* **What to produce**
Render the entries below as a Markdown table with a "Row" column numbering each line and a "Text" column holding the line itself. Skip blank lines and leave out the pictures.
--- START Exercise input ---
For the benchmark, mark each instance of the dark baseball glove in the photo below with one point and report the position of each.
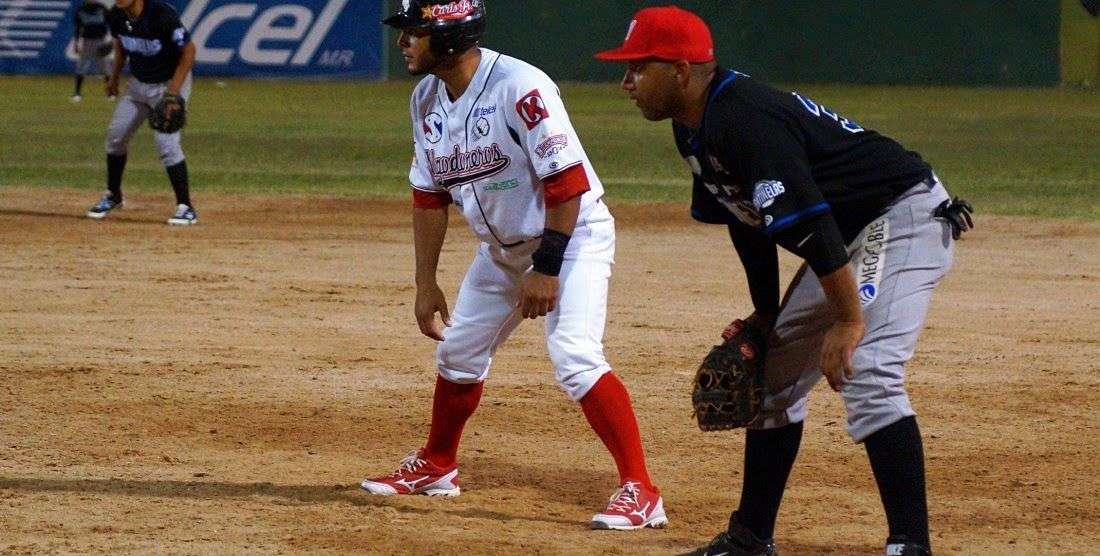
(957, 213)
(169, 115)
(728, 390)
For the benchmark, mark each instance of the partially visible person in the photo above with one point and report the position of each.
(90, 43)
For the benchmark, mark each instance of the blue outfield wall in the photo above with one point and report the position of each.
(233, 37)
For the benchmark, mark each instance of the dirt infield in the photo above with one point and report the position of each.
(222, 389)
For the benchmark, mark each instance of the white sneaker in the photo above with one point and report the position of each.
--- END Exercise input ---
* **Result for this task**
| Row | Text |
|---|---|
| 1 | For the benchmark, mark each instance of the dark baseball glove in the photo below with one point and report the position of each. |
| 2 | (957, 213) |
| 3 | (169, 115) |
| 4 | (728, 390) |
| 5 | For the benchmark, mark each instance of the partially visible person in the photo above with one point and report the position of each. |
| 6 | (90, 43) |
| 7 | For the benchmark, mark each instance of the blue outfield wall in the photo above with one point and report the position of each. |
| 8 | (233, 37) |
| 9 | For the benchmark, mark each instance of the dirt infield in the photo above with one point and report the position of each. |
| 10 | (222, 389) |
| 11 | For the benchmark, mark each instance of the white sneaker in the photo above with one point and report the position of each. |